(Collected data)
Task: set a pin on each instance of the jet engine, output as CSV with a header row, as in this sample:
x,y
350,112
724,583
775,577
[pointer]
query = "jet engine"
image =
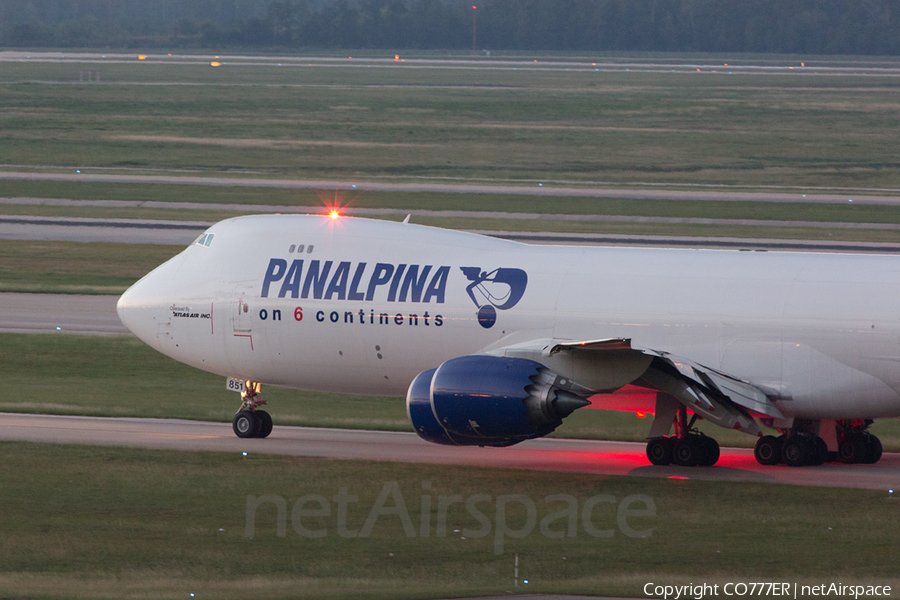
x,y
488,401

▸ To be done
Turn every line of the items into a Markdown table with two columns, "Row" for the row number and "Item line" for the line itself, skipping blank lines. Leave the pictures out of the table.

▸ Answer
| Row | Item line |
|---|---|
| 1 | Task: set a pin on each instance of the jet engine, output as CSV with a header row, as in this sample: |
| 2 | x,y |
| 3 | 350,112 |
| 4 | 724,583 |
| 5 | 775,577 |
| 6 | [pointer] |
| 7 | query = "jet engine" |
| 8 | image = |
| 9 | x,y |
| 10 | 488,401 |